— Begin Given information —
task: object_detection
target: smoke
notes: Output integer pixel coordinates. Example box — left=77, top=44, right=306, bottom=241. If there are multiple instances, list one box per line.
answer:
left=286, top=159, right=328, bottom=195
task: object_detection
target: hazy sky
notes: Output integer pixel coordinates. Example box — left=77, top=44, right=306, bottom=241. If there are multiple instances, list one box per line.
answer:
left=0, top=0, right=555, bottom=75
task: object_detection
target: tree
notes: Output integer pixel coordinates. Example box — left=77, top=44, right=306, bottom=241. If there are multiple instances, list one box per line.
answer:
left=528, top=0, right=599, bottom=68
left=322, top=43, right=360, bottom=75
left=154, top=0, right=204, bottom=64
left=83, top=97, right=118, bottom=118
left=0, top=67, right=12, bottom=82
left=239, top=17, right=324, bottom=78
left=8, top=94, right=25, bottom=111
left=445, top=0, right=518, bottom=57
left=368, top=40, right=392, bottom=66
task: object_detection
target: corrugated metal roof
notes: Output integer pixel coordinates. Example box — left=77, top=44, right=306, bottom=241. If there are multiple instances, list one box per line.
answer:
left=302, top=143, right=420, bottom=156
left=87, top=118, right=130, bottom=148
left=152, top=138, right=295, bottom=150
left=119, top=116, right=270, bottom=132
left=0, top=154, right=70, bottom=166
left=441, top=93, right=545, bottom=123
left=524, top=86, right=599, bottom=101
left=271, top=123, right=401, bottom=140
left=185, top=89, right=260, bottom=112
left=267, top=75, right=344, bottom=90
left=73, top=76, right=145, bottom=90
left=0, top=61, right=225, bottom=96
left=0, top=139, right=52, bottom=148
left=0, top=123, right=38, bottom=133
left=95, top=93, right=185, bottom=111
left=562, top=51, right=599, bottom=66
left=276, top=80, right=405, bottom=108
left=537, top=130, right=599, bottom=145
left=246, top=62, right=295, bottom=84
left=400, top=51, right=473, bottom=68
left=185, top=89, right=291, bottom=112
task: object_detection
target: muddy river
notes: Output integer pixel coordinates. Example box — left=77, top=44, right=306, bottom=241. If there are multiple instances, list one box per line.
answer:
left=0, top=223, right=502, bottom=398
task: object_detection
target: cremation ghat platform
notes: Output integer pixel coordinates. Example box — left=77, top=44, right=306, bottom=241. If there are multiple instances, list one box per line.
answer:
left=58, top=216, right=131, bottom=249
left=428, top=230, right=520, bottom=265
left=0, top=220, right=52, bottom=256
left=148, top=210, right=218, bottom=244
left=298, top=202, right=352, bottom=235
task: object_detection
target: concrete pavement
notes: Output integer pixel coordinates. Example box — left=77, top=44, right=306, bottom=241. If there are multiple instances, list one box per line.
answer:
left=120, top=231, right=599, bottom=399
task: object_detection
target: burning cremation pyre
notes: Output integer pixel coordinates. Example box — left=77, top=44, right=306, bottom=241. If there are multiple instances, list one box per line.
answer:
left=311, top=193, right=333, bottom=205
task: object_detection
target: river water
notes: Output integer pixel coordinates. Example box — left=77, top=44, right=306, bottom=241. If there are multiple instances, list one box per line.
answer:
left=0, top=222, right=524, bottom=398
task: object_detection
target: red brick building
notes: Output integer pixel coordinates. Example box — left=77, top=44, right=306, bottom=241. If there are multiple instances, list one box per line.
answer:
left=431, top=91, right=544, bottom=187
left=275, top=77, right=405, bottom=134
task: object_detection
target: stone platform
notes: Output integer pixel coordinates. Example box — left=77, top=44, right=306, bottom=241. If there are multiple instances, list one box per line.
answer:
— End Given information —
■ **What you are asked to do**: Retype all of the data above line for line, leaving every character unchanged.

■ **Full output**:
task: object_detection
target: smoke
notes: Output integer pixel coordinates. Example box — left=77, top=44, right=306, bottom=241. If there are multiple instances, list one box per line.
answer:
left=286, top=159, right=328, bottom=195
task: object_detection
target: hazy sky
notes: Output integer pixel coordinates. Example box — left=77, top=44, right=306, bottom=241. If there are multiple instances, list one box per line.
answer:
left=0, top=0, right=555, bottom=75
task: object_detection
target: tree
notes: Output integer pixel coordinates. Example box — left=77, top=44, right=306, bottom=241. If there are multiple instances, list one box per line.
answer:
left=528, top=0, right=599, bottom=68
left=322, top=43, right=360, bottom=75
left=154, top=0, right=204, bottom=64
left=83, top=97, right=118, bottom=118
left=0, top=67, right=12, bottom=82
left=239, top=17, right=324, bottom=78
left=8, top=94, right=25, bottom=111
left=445, top=0, right=518, bottom=57
left=368, top=40, right=392, bottom=66
task: object_detection
target: corrugated metal roof
notes: Output integer pixel coordinates. Example box — left=77, top=44, right=306, bottom=241. If there are multiple instances, list one box per line.
answer:
left=302, top=143, right=420, bottom=156
left=87, top=118, right=130, bottom=148
left=152, top=138, right=295, bottom=150
left=119, top=116, right=270, bottom=132
left=0, top=154, right=70, bottom=166
left=441, top=93, right=545, bottom=123
left=524, top=86, right=599, bottom=101
left=271, top=123, right=401, bottom=140
left=185, top=89, right=260, bottom=112
left=267, top=75, right=344, bottom=90
left=73, top=76, right=145, bottom=90
left=0, top=61, right=225, bottom=96
left=0, top=139, right=52, bottom=148
left=0, top=123, right=38, bottom=133
left=95, top=93, right=185, bottom=111
left=562, top=51, right=599, bottom=66
left=276, top=80, right=405, bottom=108
left=537, top=130, right=599, bottom=145
left=246, top=62, right=295, bottom=84
left=400, top=51, right=473, bottom=68
left=185, top=89, right=291, bottom=112
task: object_detection
target: muddy river
notes: Output integer pixel coordinates. Example box — left=77, top=44, right=306, bottom=241. If there are multiple instances, list one box per line.
answer:
left=0, top=223, right=502, bottom=398
task: object_detection
target: cremation ghat platform
notes: Output integer pixel coordinates. Example box — left=77, top=44, right=306, bottom=241. If there are multiple instances, list one box per line.
answer:
left=58, top=216, right=131, bottom=249
left=428, top=230, right=520, bottom=265
left=0, top=220, right=52, bottom=256
left=148, top=210, right=218, bottom=244
left=298, top=202, right=352, bottom=235
task: object_detection
target: concrete pavement
notes: Output integer pixel coordinates. Example box — left=77, top=44, right=306, bottom=241. If there are multiple instances, list one box per line.
answer:
left=120, top=231, right=599, bottom=399
task: object_detection
target: burning cremation pyre
notes: Output integer pixel coordinates. Example box — left=77, top=44, right=306, bottom=241. If there are multiple instances, list one box per line.
answer:
left=311, top=193, right=333, bottom=205
task: object_detection
target: river water
notes: Output integer pixel coordinates. Example box — left=77, top=44, right=306, bottom=241. If there are multiple instances, list one box per line.
answer:
left=0, top=222, right=524, bottom=398
task: object_detection
target: red brick building
notes: Output integer pixel coordinates. Example box — left=77, top=44, right=306, bottom=241. If there are multiple instances, list one box per line.
answer:
left=431, top=91, right=544, bottom=187
left=275, top=77, right=405, bottom=134
task: object_detection
target: stone platform
notes: Output integer pixel coordinates. Example box — left=77, top=44, right=306, bottom=241. If there are multiple instances, list one box per line.
answer:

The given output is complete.